• [EXCERPT]
>> START
German literary scholar, management consultant and political consultant

Gertrud Höhler (born 10 January 1941) is a German literary scholar, management consultant and political consultant.

==Early life==
Höhler was born in Wuppertal, Germany, and is the second of four children of parish priest Heinrich Höhler (1907–1995) and his wife Helene, daughter of the theologian Fritz Horn. The German cardiologist Mia Helene Höhler (1939–2020) was her sister; the German architect Ernst Höhler (1942–2019) was her brother.

Höhler graduated from high school in Wuppertal. She then studied literature studies and art history in Bonn, Berlin, Zurich and Mannheim from 1960 to 1966. Her studies were supported by a scholarship from the German Academic Scholarship Foundation. In 1967 she was awarded her doctorate with a thesis on Unruhige Gäste. Das Bibelzitat in Wilhelm Raabes Roman (The Biblical Quotation in Wilhelm Raabe's Novel Unruhige Gäste), and worked at the University of Mannheim.

== Career ==
In 1972, at the age of 31, Höhler was appointed to the founding senate of the University of Paderborn as an academic councilor.

From 1976 to 1993, Höhler was Professor of German Studies and General Literature Studies at the University of Paderborn. In 1993, she resigned her professorship in Paderborn to work as a freelance publicist and management consultant. In addition, Höhler was a Fellow of the Berlin Institute for Advanced Study as well as a member of the Senate of the Fraunhofer Society.
>> END
• [MATERIAL PROVIDED]
>> START
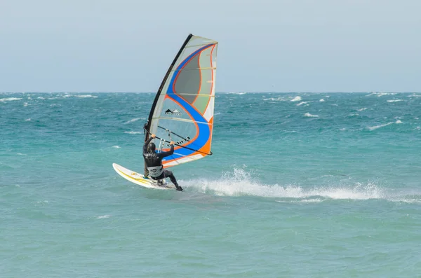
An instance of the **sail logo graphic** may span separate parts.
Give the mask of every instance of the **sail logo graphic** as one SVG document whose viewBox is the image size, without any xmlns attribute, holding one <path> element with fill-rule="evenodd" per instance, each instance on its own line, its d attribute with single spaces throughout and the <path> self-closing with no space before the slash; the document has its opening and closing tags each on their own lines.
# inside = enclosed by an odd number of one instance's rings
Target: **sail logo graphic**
>> END
• [SHORT PROBLEM]
Write the next part of the biography of Gertrud Höhler, picking up right after its final sentence.

• [EXERCISE ANSWER]
From 1987 to 1989, Höhler was a consultant to Alfred Herrhausen, the chairman of the board of Deutsche Bank. In addition, Carl Hahn engaged her as a consultant for Volkswagen. While working for Deutsche Bank, she served as a consultant for other associations and companies and was on leave from her professorial duties.

Höhler also consulted, among others, for the British company Grand Metropolitan, the Swiss insurance holding company Bâloise, the chemical company Ciba and the engineering company Georg Fischer.

Höhler gained international fame through numerous publications as well as media appearances in which she took a stand on current political and economic issues. She also became known to the public for her political consulting activities, such as for Thuringia's Minister President Dieter Althaus and German Chancellor Helmut Kohl.

Höhler is a member of the CDU. In the 1980s, she was considered several times as a candidate for a federal ministerial office in Kohl's cabinets, including the office of Federal Minister for Youth, Family and Health. From 1986 to 1993, Höhler was a member of the Advisory Council to the Federal Ministry of Defence on Issues of Inner Leadership.

Höhler was host of the sociopolitical talk show Baden-Badener Disput – Kulturgespräch zur Zeit (SWR) from 1988 to 2000, which had a total of 58 episodes.

Höhler published titles such as Wölfin unter Wölfen. Warum Männer ohne Frauen Fehler machen (2000), Warum Vertrauen siegt (2003) sowie Jenseits der Gier. Vom Luxus des Teilens (2005).

In various books such as Die Patin. Wie Angela Merkel Deutschland umbaut (The Godmother. How Angela Merkel is Rebuilding Germany) (2012), Demokratie im Sinkflug: Wie sich Angela Merkel und EU-Politiker über geltendes Recht stellen (Democracy in decline: How Angela Merkel and EU politicians place themselves above applicable law) (2017) or Angela Merkel – Das Requiem (Angela Merkel – The Requiem) (2020) and media appearances she presented herself as a harsh critic of German Chancellor Angela Merkel.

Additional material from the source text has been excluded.